Top of Data

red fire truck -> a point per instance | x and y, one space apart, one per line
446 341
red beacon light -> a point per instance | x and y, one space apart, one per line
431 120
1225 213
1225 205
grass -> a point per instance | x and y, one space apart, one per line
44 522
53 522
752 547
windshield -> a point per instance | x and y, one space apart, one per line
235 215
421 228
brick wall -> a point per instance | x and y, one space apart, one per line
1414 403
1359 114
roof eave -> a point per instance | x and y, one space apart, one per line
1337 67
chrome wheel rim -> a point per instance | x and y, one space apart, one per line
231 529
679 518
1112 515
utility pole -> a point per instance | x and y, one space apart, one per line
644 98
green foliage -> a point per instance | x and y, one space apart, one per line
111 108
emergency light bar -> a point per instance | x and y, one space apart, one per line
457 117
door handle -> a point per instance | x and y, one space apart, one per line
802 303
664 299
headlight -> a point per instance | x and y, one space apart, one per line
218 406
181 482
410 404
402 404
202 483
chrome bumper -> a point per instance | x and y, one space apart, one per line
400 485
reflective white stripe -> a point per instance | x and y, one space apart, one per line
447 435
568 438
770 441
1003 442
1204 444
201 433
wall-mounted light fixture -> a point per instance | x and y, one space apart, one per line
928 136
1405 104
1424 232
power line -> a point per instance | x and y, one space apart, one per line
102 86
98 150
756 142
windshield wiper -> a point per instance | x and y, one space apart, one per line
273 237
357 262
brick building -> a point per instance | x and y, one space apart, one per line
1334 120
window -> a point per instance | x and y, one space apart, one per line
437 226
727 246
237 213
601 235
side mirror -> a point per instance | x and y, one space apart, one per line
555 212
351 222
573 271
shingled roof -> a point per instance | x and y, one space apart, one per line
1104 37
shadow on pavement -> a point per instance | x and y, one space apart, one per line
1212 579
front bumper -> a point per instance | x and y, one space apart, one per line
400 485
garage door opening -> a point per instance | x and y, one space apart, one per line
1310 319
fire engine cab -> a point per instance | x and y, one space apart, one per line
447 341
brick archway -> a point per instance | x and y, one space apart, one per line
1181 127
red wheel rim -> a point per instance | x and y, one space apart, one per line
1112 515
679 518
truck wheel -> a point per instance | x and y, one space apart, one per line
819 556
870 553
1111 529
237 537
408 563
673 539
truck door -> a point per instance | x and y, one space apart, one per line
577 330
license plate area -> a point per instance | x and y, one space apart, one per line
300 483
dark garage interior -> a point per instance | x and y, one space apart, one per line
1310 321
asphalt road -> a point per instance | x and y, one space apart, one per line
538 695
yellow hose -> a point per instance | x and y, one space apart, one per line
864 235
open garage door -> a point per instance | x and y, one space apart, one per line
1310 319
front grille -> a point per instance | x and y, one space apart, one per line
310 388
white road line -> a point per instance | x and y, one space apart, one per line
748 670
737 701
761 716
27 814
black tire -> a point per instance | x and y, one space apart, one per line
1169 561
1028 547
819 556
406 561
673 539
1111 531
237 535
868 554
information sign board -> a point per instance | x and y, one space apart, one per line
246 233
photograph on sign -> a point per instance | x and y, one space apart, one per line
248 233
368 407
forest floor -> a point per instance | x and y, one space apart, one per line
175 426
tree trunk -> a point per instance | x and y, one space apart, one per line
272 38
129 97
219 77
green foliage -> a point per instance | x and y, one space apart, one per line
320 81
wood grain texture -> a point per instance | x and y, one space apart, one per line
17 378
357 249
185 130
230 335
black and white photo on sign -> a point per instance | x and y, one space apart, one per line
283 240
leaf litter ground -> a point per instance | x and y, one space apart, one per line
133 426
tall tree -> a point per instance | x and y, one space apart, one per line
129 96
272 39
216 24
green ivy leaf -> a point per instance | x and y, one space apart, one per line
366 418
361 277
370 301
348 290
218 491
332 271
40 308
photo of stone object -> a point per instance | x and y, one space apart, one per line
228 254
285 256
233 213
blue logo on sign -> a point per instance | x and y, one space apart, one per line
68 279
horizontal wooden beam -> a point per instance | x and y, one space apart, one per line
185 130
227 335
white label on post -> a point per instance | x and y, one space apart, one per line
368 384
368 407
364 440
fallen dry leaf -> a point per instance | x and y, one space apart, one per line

Bottom of Data

Using the records above as the source, restate each line verbatim.

■ Answer below
red fire truck -> a point per instance | x and y, one space apart, one per line
446 341
red beacon light -> a point per instance | x and y, one space apart, one per line
431 120
1225 213
1225 205
grass -> a point per instance | x and y, one space apart, one per line
44 522
53 522
752 547
windshield -> a point per instance | x and y, one space apart, one per line
235 215
421 228
brick wall -> a point per instance | x and y, one space apart, one per line
1414 403
1359 114
roof eave -> a point per instance | x and y, one space apart, one per line
1337 67
chrome wheel rim -> a point per instance | x and y, one space apart, one per line
231 529
679 518
1112 515
utility pole -> a point per instance | x and y, one space apart, one per line
644 98
green foliage -> a point per instance | x and y, one space apart, one per line
111 108
emergency light bar -> a point per instance | x and y, one space apart, one per line
457 117
door handle -> a point per instance | x and y, one space apart, one per line
802 303
664 299
headlight -> a point per instance | x and y, one space apart, one per line
218 406
181 482
410 404
402 404
202 483
chrome bumper -> a point per instance | x and y, one space apart, one per line
400 485
reflective white stripe -> a point per instance | x and y, one space apart, one per line
447 435
568 438
770 441
1003 442
1204 444
201 433
wall-mounted light fixture -> a point per instance | x and y, one space apart, one per line
928 136
1405 104
1424 232
power line -> a point per instance | x and y, one space apart, one per line
102 86
98 150
756 142
windshield wiper -> a point per instance | x and y, one space apart, one per line
273 237
357 262
brick building -> a point per instance | x and y, one space apart, one per line
1334 120
window -> a point per instance | x and y, one space apart, one per line
437 226
727 246
237 213
601 235
side mirror -> a point per instance | x and y, one space apart, one per line
555 212
351 222
573 271
shingled roof -> a point per instance | x and y, one space apart, one per line
1104 37
shadow on pavement -> a point per instance | x and y, one space apart, one per line
1212 579
front bumper -> a point per instance | x and y, one space apart, one per line
400 485
garage door opening -> a point per instance | x and y, one space apart, one per line
1310 319
fire engine cab -> a point per instance | x and y, one space apart, one per line
447 341
brick archway -> a point per instance | x and y, one space apart, one per line
1181 127
red wheel rim -> a point per instance | x and y, one space apart, one per line
1112 515
679 518
truck wheel -> a point per instance | x and y, one space apart, one per line
819 556
870 553
1111 529
237 537
408 563
673 539
truck door -> a point per instance | x and y, one space apart, one per line
577 330
license plate area -> a point per instance | x and y, one space apart, one per line
300 483
dark garage interior -> a point per instance | x and y, one space apart, one per line
1310 321
asphalt road -> a point per instance | x and y, one space apart, one per line
538 695
yellow hose -> a point per instance | x and y, one space apart, one per line
864 235
open garage door -> a point per instance | x and y, one space apart, one per line
1310 319
front grille -> a point per instance | x and y, one space apart, one per line
310 388
white road line -> a point per instance | x and y, one space apart, one per line
748 670
737 701
761 716
27 814
black tire -> a point per instance | x and y, one space apart, one per line
1169 561
1028 547
819 556
406 561
673 539
1111 531
237 535
868 554
information sign board -> a point per instance | x and y, one space apart, one per line
246 233
photograph on sign -> a point per instance | x and y, one space apart, one per line
248 233
368 407
forest floor -> a point per instance | x and y, one space apart, one per line
175 426
tree trunk -> a point per instance | x and y, one space apart, one per line
272 38
129 97
219 77
green foliage -> a point per instance | x and y, one space apart, one per line
320 81
wood grain texture -> a point per instance | x and y, one space apart, one per line
17 378
357 249
185 130
230 335
black and white photo on sign -> a point per instance | x and y, one space apart, one per line
283 240
leaf litter ground -> a point per instance | x and y, one space apart, one per line
133 426
tall tree -> a point per instance | x and y, one space apart, one per line
129 96
272 39
216 24
green ivy leaf -> a point per instance | x and y, one space apart, one per line
366 418
361 277
370 301
348 290
218 491
332 271
40 308
photo of stone object -> a point per instance | x and y, one space apart, one per line
228 254
285 256
233 213
blue logo on sign -> a point per instance | x and y, one space apart, one per line
68 279
horizontal wooden beam -> a point per instance | x and y, one space apart, one per line
185 130
227 335
white label on post -> a point per instance | x and y, one space apart, one per line
368 384
368 407
364 440
fallen dry leaf -> a point per instance | x and y, one space apart, one per line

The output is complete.